_EXERCISE INSTRUCTIONS_.
Please copy the listing below word for word, leaving every line unchanged.

----------

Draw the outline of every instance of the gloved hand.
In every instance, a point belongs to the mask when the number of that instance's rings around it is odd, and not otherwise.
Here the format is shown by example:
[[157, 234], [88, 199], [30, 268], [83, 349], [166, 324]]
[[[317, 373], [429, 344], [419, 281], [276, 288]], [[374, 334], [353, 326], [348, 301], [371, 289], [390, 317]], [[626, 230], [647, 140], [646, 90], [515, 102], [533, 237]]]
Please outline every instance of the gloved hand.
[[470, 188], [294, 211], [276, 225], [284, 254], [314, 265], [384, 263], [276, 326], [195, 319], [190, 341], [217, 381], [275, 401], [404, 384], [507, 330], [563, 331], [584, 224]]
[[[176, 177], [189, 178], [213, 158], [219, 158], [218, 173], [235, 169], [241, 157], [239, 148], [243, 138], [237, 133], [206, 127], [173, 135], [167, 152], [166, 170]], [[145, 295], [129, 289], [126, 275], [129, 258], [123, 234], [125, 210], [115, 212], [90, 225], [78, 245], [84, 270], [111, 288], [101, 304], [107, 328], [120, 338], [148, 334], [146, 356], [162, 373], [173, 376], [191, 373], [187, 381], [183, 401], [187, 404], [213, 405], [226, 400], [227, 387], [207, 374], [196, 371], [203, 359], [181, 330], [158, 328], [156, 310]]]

----------

_WRITTEN ANSWER_.
Draw the outline of every instance of the gloved hand.
In every instance, a point belongs to the mask when the number of that instance's rings around it is odd, and not otherwise.
Here the format is shown by example:
[[157, 234], [88, 199], [30, 268], [83, 349], [166, 324]]
[[[317, 373], [429, 344], [419, 281], [276, 288]], [[374, 334], [353, 326], [348, 301], [371, 289], [390, 317]], [[626, 230], [647, 140], [646, 90], [515, 102], [533, 237]]]
Please outline every instance of the gloved hand.
[[470, 188], [294, 211], [276, 225], [284, 254], [314, 265], [384, 263], [276, 326], [195, 319], [190, 341], [217, 381], [275, 401], [404, 384], [507, 330], [563, 331], [584, 224]]
[[[176, 177], [189, 178], [213, 158], [219, 158], [218, 173], [235, 169], [241, 157], [239, 148], [243, 138], [237, 133], [206, 127], [173, 135], [167, 152], [166, 170]], [[145, 295], [129, 289], [126, 275], [129, 258], [123, 234], [125, 210], [115, 212], [90, 225], [78, 245], [84, 270], [111, 288], [101, 304], [107, 328], [120, 338], [148, 334], [146, 356], [162, 373], [173, 376], [191, 373], [187, 381], [183, 401], [187, 404], [213, 405], [226, 400], [227, 387], [207, 374], [196, 371], [203, 359], [181, 330], [158, 328], [156, 310]]]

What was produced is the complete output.